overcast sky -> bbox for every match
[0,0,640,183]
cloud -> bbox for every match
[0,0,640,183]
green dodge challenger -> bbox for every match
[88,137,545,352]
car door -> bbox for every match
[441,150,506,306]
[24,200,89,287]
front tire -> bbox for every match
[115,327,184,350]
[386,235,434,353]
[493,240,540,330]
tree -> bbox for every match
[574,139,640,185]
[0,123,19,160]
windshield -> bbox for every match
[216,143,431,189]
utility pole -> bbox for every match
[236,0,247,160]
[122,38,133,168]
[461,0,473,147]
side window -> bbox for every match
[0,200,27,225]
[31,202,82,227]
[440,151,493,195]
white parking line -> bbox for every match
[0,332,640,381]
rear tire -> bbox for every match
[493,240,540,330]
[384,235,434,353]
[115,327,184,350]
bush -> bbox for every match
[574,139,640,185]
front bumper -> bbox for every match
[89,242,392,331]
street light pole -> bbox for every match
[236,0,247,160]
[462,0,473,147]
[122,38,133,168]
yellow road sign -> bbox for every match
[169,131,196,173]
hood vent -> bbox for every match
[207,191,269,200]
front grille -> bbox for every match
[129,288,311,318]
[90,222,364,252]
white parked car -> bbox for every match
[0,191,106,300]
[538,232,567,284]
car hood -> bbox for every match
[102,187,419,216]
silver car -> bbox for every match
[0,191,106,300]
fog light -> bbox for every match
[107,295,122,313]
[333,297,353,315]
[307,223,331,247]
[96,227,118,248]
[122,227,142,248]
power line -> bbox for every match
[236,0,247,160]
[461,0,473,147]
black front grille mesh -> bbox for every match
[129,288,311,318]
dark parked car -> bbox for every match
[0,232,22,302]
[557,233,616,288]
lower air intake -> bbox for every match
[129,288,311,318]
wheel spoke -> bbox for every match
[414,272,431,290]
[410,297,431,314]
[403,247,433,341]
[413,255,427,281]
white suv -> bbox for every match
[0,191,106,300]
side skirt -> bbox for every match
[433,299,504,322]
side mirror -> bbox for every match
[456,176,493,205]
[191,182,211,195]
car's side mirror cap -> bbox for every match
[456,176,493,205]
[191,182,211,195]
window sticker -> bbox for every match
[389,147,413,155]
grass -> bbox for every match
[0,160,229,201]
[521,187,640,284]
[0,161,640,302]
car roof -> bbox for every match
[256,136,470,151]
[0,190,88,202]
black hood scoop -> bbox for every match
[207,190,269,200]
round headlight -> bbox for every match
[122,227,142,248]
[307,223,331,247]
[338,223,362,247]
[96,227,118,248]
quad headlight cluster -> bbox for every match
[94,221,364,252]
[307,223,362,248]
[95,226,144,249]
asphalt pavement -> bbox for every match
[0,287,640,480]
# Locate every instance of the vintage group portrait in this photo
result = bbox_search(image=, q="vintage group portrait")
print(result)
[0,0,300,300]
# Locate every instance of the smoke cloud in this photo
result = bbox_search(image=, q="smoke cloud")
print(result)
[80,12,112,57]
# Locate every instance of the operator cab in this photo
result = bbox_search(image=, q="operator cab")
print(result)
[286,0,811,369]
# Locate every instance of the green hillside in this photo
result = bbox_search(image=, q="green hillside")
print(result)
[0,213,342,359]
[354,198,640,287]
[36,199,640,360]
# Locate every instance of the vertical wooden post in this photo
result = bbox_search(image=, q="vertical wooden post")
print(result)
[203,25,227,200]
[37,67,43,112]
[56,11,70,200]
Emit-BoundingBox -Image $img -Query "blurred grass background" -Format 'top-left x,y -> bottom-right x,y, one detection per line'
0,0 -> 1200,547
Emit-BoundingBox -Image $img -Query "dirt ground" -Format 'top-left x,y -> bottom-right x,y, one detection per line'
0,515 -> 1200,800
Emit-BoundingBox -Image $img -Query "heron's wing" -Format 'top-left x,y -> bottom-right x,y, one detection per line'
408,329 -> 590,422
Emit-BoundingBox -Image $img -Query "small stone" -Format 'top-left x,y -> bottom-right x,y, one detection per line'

==*==

=== Instructions for the task ===
Reproduce all of the data above verbatim, line for line.

=== Complete output ===
overcast sky -> bbox for every match
[0,0,640,183]
cloud -> bbox for every match
[0,0,640,183]
green dodge challenger -> bbox for every match
[88,137,545,352]
car door -> bbox for every match
[441,150,506,306]
[24,200,89,287]
front tire -> bbox for every match
[115,327,184,350]
[386,235,434,353]
[493,240,540,330]
tree -> bbox for every match
[574,139,640,185]
[0,123,19,160]
windshield -> bbox for every match
[216,143,431,189]
utility pole -> bbox for every match
[236,0,247,160]
[122,38,133,168]
[461,0,473,147]
side window -> bbox for every match
[0,200,27,225]
[31,202,82,227]
[440,151,493,195]
white parking line -> bbox for every match
[0,332,640,381]
rear tire -> bbox for every match
[493,240,540,330]
[384,235,434,353]
[115,327,184,350]
bush -> bbox for every match
[574,139,640,185]
front bumper -> bbox for every match
[89,242,392,331]
street light pole -> bbox for every match
[236,0,247,160]
[462,0,473,147]
[122,38,133,168]
yellow road sign -> bbox for every match
[169,131,196,173]
hood vent -> bbox for every match
[207,191,269,200]
front grille -> bbox for every match
[129,288,311,318]
[90,222,364,252]
white parked car -> bbox for every match
[0,191,106,300]
[538,232,567,284]
car hood -> bbox for every match
[102,187,419,216]
silver car -> bbox for every match
[0,191,106,300]
fog light -> bbox for every match
[107,295,122,313]
[333,297,353,315]
[307,223,331,247]
[96,227,118,248]
[122,227,142,248]
power line -> bbox for every match
[236,0,247,160]
[461,0,473,147]
black front grille mesh -> bbox for every match
[129,288,311,318]
dark parked car -> bbox for every match
[0,232,22,302]
[557,233,616,288]
lower air intake -> bbox for every match
[129,288,311,318]
wheel spoke -> bbox for every match
[414,272,431,290]
[410,297,431,314]
[403,247,433,341]
[413,255,427,281]
white suv -> bbox for every match
[0,191,106,300]
side skirt -> bbox for every match
[433,299,504,322]
side mirror -> bbox for every match
[456,176,493,205]
[191,182,211,195]
car's side mirror cap -> bbox for every match
[456,176,493,205]
[191,182,211,195]
window sticker -> bbox for every match
[389,147,413,155]
grass -> bbox for every match
[0,160,229,201]
[521,187,640,284]
[0,161,640,302]
car roof -> bbox for every match
[256,136,470,151]
[0,190,88,202]
black hood scoop -> bbox for every match
[207,190,269,200]
round headlight -> bbox for every match
[122,227,142,248]
[307,223,331,247]
[338,223,362,247]
[96,227,118,248]
quad headlight cluster -> bbox for every match
[94,221,364,252]
[307,223,362,248]
[95,226,144,249]
asphalt pavement -> bbox for every match
[0,287,640,480]
# Locate every instance of the vintage group portrait in this photo
result = bbox_search(image=, q="vintage group portrait")
print(result)
[0,0,300,300]
# Locate every instance of the smoke cloud in this photo
result = bbox_search(image=, q="smoke cloud")
print(result)
[80,12,112,57]
# Locate every instance of the operator cab in this photo
result = bbox_search(image=, q="operator cab")
print(result)
[286,0,811,369]
# Locate every instance of the green hillside in this photo
result = bbox_search(image=, q="green hillside")
print(result)
[0,213,342,359]
[354,198,640,287]
[36,199,640,360]
# Locate every instance of the vertical wooden post in this photo
result = bbox_search(image=, q="vertical wooden post")
print(result)
[203,25,227,200]
[37,67,43,112]
[56,11,70,200]
Emit-BoundingBox -Image $img -Query "blurred grass background" -Format 'top-left x,y -> bottom-right x,y, one detection per line'
0,0 -> 1200,547
Emit-BoundingBox -Image $img -Query "dirt ground" -Format 'top-left x,y -> bottom-right x,y, one detection per line'
0,515 -> 1200,800
Emit-BoundingBox -Image $img -Query "heron's wing" -Format 'top-left x,y -> bottom-right x,y, one detection per line'
408,329 -> 590,422
Emit-BoundingBox -Image $img -Query "small stone" -Format 'top-left x,y -> bottom-right x,y, one detection per line'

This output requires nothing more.